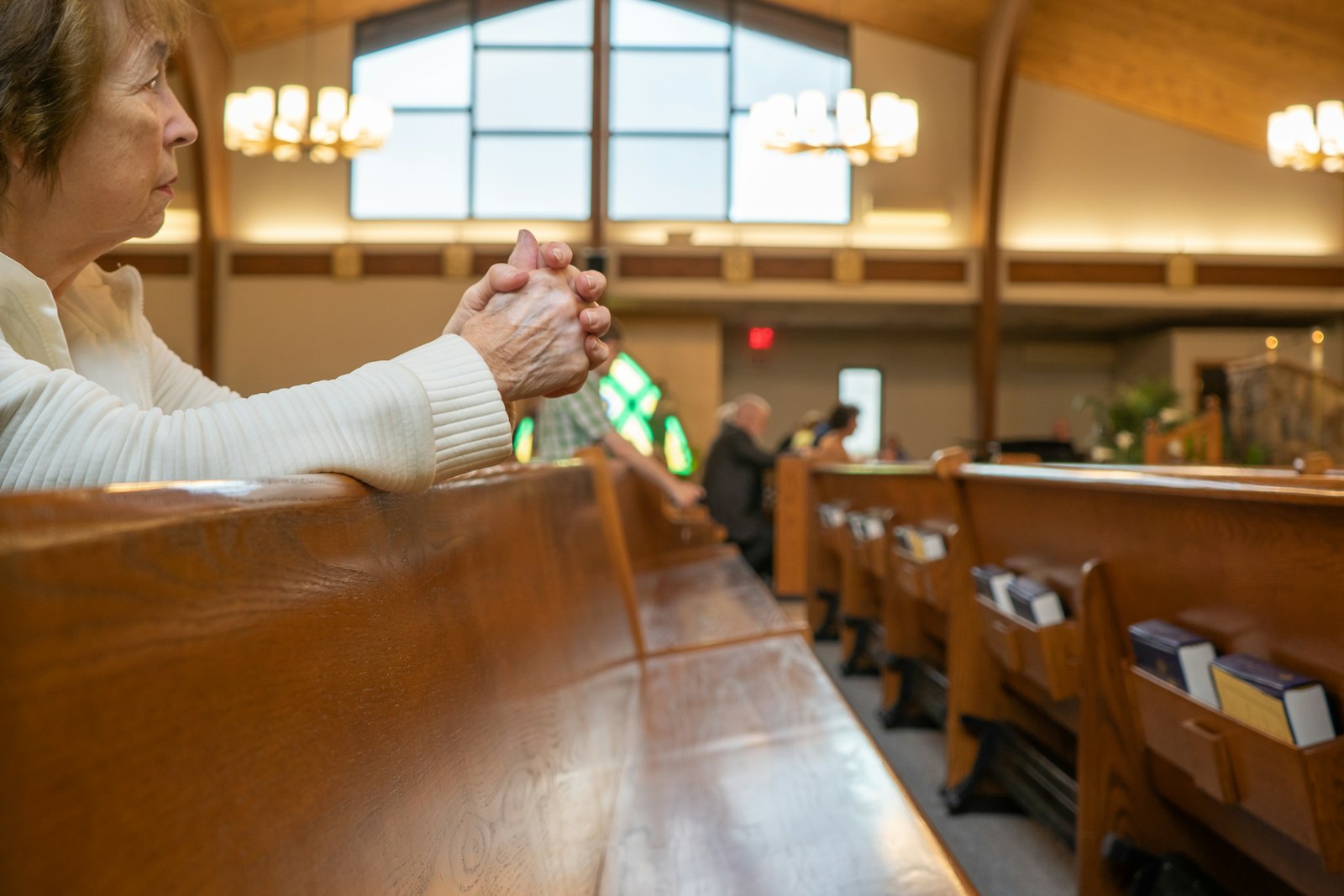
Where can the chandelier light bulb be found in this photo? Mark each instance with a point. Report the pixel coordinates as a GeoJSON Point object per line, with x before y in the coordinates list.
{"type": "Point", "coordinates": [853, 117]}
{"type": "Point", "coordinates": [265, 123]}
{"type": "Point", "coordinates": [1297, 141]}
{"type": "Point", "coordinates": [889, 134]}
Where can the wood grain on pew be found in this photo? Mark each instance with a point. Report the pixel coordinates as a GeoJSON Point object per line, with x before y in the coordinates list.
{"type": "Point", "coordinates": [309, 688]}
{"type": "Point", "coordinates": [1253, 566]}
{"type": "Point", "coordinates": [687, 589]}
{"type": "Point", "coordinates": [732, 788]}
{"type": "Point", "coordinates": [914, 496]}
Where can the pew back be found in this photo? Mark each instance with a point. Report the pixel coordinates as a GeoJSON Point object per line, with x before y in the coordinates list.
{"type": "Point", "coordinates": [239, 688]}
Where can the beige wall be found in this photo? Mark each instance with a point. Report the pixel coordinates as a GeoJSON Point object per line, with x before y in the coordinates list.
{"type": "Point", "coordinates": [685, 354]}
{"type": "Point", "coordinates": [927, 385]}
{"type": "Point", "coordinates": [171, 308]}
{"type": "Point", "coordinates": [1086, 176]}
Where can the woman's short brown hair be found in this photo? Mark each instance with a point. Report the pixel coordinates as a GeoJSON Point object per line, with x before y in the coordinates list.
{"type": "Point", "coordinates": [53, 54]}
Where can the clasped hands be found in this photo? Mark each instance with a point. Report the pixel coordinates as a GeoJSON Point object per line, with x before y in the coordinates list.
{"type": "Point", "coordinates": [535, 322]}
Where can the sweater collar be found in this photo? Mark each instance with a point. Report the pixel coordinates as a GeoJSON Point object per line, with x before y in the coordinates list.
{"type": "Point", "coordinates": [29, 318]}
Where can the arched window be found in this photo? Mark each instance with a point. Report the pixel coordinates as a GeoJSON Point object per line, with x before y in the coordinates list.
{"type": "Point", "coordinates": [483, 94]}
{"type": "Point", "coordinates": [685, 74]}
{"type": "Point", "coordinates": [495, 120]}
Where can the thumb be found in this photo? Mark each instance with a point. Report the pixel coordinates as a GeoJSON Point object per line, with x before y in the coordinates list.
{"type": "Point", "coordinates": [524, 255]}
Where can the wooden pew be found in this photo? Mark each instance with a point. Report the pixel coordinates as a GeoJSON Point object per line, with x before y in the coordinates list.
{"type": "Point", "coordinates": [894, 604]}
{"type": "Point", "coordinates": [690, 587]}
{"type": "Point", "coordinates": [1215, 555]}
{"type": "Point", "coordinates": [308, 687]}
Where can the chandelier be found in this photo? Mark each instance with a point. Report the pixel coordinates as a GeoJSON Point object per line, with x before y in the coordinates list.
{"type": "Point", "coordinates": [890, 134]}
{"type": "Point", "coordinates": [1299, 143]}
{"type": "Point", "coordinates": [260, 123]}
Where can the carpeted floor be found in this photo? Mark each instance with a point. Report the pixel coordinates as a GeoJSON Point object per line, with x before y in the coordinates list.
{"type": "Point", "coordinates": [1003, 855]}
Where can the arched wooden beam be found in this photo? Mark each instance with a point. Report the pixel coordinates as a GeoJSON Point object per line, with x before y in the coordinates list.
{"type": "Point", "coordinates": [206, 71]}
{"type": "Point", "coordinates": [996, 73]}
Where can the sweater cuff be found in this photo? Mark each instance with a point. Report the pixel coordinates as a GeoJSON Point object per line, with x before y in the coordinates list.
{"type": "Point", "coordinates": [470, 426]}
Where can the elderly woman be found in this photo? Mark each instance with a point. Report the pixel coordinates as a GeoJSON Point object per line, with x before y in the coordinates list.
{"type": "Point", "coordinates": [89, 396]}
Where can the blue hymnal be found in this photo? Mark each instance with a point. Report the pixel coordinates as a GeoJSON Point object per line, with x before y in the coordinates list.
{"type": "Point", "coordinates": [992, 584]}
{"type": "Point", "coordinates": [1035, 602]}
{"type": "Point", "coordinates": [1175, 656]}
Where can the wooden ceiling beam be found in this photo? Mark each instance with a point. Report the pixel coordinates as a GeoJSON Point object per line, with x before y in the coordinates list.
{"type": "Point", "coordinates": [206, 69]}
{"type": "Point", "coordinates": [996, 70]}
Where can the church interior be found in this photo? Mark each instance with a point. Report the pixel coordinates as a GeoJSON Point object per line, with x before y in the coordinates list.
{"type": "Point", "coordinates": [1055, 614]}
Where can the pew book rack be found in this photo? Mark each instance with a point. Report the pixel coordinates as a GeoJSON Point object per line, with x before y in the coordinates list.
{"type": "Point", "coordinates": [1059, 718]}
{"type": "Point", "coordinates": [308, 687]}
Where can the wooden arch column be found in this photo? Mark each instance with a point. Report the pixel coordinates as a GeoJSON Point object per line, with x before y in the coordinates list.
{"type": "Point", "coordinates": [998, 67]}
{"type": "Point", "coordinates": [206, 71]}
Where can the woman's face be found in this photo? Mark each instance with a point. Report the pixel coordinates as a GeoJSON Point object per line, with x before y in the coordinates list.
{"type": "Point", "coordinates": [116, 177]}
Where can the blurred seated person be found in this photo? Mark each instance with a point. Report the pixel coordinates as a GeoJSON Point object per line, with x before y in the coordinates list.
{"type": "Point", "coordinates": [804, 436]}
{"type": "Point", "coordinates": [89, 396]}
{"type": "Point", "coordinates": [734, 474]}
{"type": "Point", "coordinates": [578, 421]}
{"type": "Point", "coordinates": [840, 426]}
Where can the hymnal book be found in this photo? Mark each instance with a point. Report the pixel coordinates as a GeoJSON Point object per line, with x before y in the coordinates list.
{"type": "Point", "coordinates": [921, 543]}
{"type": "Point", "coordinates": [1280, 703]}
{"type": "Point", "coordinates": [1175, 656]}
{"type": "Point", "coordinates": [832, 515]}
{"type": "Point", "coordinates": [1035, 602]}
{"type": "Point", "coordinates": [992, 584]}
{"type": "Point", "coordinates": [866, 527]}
----------------------------------------
Problem description :: Copy all of the material above word for word, leaving out the pictures.

Response for this exercise ::
Where can the chandelier light bulb be found in this photo? Mark each instance with a point. Report the pixel coordinates as a GeoJSON Point object per line, with x before y in the coordinates list.
{"type": "Point", "coordinates": [853, 117]}
{"type": "Point", "coordinates": [265, 123]}
{"type": "Point", "coordinates": [1297, 141]}
{"type": "Point", "coordinates": [889, 134]}
Where can the wood grain on pew be found in this photo? Mark each instance with a point. Report the pixel coordinates as a GeoJSON Point object per line, with x before y in the coordinates list.
{"type": "Point", "coordinates": [309, 688]}
{"type": "Point", "coordinates": [1253, 566]}
{"type": "Point", "coordinates": [687, 589]}
{"type": "Point", "coordinates": [732, 788]}
{"type": "Point", "coordinates": [914, 496]}
Where can the pew back be found in this photo? Mark each instance with a point. Report the pixel coordinates as a GeoJSON Point object per line, with x before y in the coordinates list.
{"type": "Point", "coordinates": [239, 688]}
Where can the beige wall be found in this photo? Mark each instance with a point. Report the pixel coordinates as a GeoJSON Point object per line, with x before y in the coordinates list.
{"type": "Point", "coordinates": [685, 354]}
{"type": "Point", "coordinates": [927, 385]}
{"type": "Point", "coordinates": [171, 308]}
{"type": "Point", "coordinates": [1086, 176]}
Where can the woman's short brown hair be found in this photo? Mark each instance with a point. Report the pixel coordinates as a GeoJSON Point object per line, with x before y in the coordinates list.
{"type": "Point", "coordinates": [53, 54]}
Where can the clasped hands be found in this photo? Mark each instance with a point. Report the pixel coordinates as a GeoJSON Point object per line, with x before y in the coordinates list.
{"type": "Point", "coordinates": [535, 322]}
Where can the sweater collar be found in this photo? Mark each instance with a point. Report the pixel coordinates as a GeoJSON Point object per line, with x before y in the coordinates list.
{"type": "Point", "coordinates": [29, 318]}
Where can the arched window be found in this photo? Mark each instance with a point. Report the pixel coordinates as a GeoJSON Point object per line, with x before y in the coordinates list.
{"type": "Point", "coordinates": [483, 94]}
{"type": "Point", "coordinates": [685, 74]}
{"type": "Point", "coordinates": [495, 120]}
Where can the thumb be found in this photo? Mark each instance with a point. Report the pixel coordinates as a GeoJSON Point object per line, with x before y in the coordinates list.
{"type": "Point", "coordinates": [524, 255]}
Where can the wooden pew be found in this photo? Mark each instance with a point. Report the pixel coordinates as a GeoJSON Point object per line, with x before y in the coordinates list.
{"type": "Point", "coordinates": [894, 604]}
{"type": "Point", "coordinates": [690, 587]}
{"type": "Point", "coordinates": [1215, 555]}
{"type": "Point", "coordinates": [308, 687]}
Where can the chandelier be found in this photo? Mark each instance with a point. Report the pixel coordinates as a GeoJSON Point object per line, with x before y in the coordinates list.
{"type": "Point", "coordinates": [890, 134]}
{"type": "Point", "coordinates": [1299, 143]}
{"type": "Point", "coordinates": [260, 123]}
Where can the carpeted floor be found in this photo? Mark each instance with a point. Report the pixel coordinates as a GeoJSON Point object per line, with x before y in the coordinates list.
{"type": "Point", "coordinates": [1003, 855]}
Where can the arched wooden beam be found in this photo? Mark each instance with a point. Report the pixel coordinates as a GeoJSON Point object per line, with x before y in the coordinates list.
{"type": "Point", "coordinates": [206, 71]}
{"type": "Point", "coordinates": [996, 73]}
Where can the sweater cuff be found in this photo? Mark each instance with a point. Report the pixel coordinates as a GeoJSON Point object per line, with x before y in the coordinates list.
{"type": "Point", "coordinates": [470, 426]}
Where can the elderly woman be found in this photo? Mark each instance with a point. Report the pixel coordinates as a GeoJSON Point object per line, with x before y in the coordinates list.
{"type": "Point", "coordinates": [89, 396]}
Where can the blue hymnal be found in this photo? Mark each instance with a point. Report the pixel coordinates as a GeoJSON Point object per line, with x before y in the coordinates list.
{"type": "Point", "coordinates": [992, 584]}
{"type": "Point", "coordinates": [1035, 602]}
{"type": "Point", "coordinates": [1175, 656]}
Where can the wooden ceiling beam be found in this photo? Mark each instance with a point. Report the pixel coordinates as a GeoJSON Point object per line, with x before y in the coordinates list.
{"type": "Point", "coordinates": [206, 69]}
{"type": "Point", "coordinates": [996, 70]}
Where can the church interior be found in this photo? Mark each instance with a point. Report the pixel coordinates as a GeoJSON Point object per line, with x before y in the coordinates list.
{"type": "Point", "coordinates": [1055, 614]}
Where can the pew book rack be found in this photo? Mark each instance with a point. Report the pixel coordinates as a GeoJSON Point object per line, with x before y in the coordinates list.
{"type": "Point", "coordinates": [1059, 718]}
{"type": "Point", "coordinates": [308, 687]}
Where can the wooden arch column be found in this photo? Mark each instance with a point. Report the pixel coordinates as a GeoJSON Point object per line, with x before y in the coordinates list.
{"type": "Point", "coordinates": [998, 67]}
{"type": "Point", "coordinates": [206, 71]}
Where can the woman's face be found in this photo? Mark each instance with a point. Report the pixel coordinates as a GeoJSON Point object per line, with x before y in the coordinates list.
{"type": "Point", "coordinates": [116, 177]}
Where can the blurred seated person be found in this photo? Mark each instance with a point. Report the pixel coordinates as a GeoJSON Point object per line, with x before y in the coordinates list.
{"type": "Point", "coordinates": [804, 436]}
{"type": "Point", "coordinates": [89, 396]}
{"type": "Point", "coordinates": [734, 474]}
{"type": "Point", "coordinates": [578, 421]}
{"type": "Point", "coordinates": [840, 426]}
Where can the hymnal book be found in this photo? Mark each instance with a point. Report the pixel coordinates as a GeoJSON Point object per line, with x before y in the coordinates list.
{"type": "Point", "coordinates": [921, 543]}
{"type": "Point", "coordinates": [1280, 703]}
{"type": "Point", "coordinates": [1175, 656]}
{"type": "Point", "coordinates": [832, 515]}
{"type": "Point", "coordinates": [1035, 602]}
{"type": "Point", "coordinates": [992, 584]}
{"type": "Point", "coordinates": [866, 527]}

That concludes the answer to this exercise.